#### EXTRAIT DU TEXTE
# # # # # # #
Soixante ans après sa création, l'OTAN tâtonne en abordant une nouvelle conception.
Xing Hua, chercheur de l'Institut chinois des études internationales
L'OTAN, qui vient de souffler ses soixante bougies le 4 avril, a tenu son 24e sommet à Baden-Baden et Kehl (Allemagne) et à Strasbourg (France) les 3 et 4 avril. Pour cette alliance militaire qui a célébré son 60e anniversaire, les 19 années qui ont suivi la fin de la Guerre froide ont mobilisé tous les regards, en raison de sa transformation. Cette association est le produit de ce conflit. Au terme de la Guerre froide, son existence fut gravement remise en cause. Cependant, les Etats-Unis ont lancé un appel fort pour préserver l'alliance afin de contrer une éventuelle réémergence de la Russie, d'étendre l'influence de l'organisation en Europe et de garantir sa prépondérance mondiale. Avec un tel arrière-plan, le Bloc atlantique a introduit de nouvelles réformes pour minorer son rôle dans l'affrontement militaire et reporter sa priorité sur les nouvelles menaces à la sécurité qui se profilent pour la communauté internationale.
# # # # # # #
#### Enregistrements d'un jeu de données
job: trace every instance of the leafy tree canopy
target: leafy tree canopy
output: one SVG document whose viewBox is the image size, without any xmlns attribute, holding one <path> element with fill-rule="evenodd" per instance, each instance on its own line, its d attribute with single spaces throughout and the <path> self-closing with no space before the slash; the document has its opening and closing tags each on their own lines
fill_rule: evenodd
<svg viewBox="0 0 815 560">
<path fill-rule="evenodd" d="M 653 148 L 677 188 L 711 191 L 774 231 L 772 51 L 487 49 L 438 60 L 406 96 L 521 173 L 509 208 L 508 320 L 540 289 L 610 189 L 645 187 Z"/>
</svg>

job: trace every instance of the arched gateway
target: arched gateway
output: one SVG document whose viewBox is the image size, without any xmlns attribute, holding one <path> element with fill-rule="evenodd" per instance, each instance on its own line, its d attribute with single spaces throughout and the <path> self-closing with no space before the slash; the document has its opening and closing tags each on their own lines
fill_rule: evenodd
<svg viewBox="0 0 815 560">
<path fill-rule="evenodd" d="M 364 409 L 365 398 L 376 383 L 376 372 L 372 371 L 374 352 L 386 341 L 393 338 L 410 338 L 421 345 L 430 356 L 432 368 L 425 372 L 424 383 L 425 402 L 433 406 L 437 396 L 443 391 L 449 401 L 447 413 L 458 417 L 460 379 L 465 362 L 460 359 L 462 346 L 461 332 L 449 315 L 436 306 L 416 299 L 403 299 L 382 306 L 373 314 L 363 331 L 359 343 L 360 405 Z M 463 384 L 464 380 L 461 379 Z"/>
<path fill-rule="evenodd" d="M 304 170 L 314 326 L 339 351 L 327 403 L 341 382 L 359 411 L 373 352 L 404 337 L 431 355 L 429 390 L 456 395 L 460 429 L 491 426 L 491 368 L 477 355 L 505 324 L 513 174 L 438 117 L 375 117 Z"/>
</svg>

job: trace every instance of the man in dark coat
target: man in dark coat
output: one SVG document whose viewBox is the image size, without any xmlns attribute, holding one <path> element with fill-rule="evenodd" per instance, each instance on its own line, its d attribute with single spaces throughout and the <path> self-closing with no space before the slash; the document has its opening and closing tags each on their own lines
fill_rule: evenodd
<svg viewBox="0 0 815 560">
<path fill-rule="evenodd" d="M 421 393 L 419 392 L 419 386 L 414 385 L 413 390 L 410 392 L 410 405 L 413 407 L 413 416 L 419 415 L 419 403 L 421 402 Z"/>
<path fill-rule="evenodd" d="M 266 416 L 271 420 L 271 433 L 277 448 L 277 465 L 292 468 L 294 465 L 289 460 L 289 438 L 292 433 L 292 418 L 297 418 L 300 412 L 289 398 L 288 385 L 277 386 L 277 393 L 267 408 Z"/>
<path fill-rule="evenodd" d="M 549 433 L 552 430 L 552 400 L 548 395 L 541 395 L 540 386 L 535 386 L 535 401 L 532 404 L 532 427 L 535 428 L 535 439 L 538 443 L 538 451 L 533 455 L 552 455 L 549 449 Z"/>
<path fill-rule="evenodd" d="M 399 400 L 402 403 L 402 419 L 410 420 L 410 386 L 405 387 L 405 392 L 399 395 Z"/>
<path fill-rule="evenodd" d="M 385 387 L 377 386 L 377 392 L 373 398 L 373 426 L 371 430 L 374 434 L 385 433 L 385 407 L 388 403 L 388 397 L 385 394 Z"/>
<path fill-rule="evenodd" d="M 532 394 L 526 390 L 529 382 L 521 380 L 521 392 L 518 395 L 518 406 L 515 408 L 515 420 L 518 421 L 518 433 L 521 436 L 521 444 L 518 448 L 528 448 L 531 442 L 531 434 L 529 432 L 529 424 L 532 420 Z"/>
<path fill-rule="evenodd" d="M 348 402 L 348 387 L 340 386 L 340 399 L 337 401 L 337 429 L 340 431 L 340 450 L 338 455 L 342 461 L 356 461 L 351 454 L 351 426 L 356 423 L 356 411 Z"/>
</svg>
# # # # # # #
#### PETIT EXERCICE
D'après le texte sur l'OTAN, dans quelles villes s'est tenu le 24e sommet de l'alliance ? Ces enregistrements viennent d'une autre source que le texte.

#### CORRIGÉ
À Baden-Baden et Kehl (Allemagne) et à Strasbourg (France).